Coordinate labeling data:
[Start]

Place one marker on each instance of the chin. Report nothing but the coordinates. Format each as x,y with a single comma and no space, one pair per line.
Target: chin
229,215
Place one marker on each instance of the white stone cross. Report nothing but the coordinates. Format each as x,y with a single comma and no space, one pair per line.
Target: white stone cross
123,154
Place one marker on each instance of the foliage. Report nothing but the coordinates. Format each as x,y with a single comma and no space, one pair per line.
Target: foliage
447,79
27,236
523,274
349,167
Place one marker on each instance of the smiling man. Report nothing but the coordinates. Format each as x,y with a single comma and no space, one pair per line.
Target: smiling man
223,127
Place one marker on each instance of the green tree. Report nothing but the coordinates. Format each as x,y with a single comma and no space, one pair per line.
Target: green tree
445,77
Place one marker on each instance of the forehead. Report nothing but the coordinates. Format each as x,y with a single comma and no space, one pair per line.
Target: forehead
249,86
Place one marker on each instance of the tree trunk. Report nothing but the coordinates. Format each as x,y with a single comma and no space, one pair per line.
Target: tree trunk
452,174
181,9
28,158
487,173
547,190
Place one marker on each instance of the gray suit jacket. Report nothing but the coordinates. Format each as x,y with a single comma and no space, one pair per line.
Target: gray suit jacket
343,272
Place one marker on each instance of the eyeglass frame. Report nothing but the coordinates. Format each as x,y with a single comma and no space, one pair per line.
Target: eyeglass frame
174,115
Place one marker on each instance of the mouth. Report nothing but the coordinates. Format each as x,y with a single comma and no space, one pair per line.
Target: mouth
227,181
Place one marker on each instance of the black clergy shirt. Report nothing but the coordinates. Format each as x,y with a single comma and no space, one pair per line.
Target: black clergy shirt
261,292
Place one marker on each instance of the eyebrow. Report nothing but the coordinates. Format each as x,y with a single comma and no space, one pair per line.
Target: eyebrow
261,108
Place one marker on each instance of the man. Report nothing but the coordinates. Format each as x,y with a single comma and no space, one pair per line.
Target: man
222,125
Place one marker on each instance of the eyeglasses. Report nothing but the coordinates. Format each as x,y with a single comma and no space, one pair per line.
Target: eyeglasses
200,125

[End]

Goal: Reproduce the part of the data that opens with the line containing "Place one marker on each instance of the eyeglasses." and runs through the end, substituting "spectacles" for "eyeglasses" and keeping everything else unchanged.

Solved exercise:
Place one marker on each instance of the spectacles. Report nothing but the coordinates. Format each as x,y with a single comma and no space, one pair per line.
Target: spectacles
200,125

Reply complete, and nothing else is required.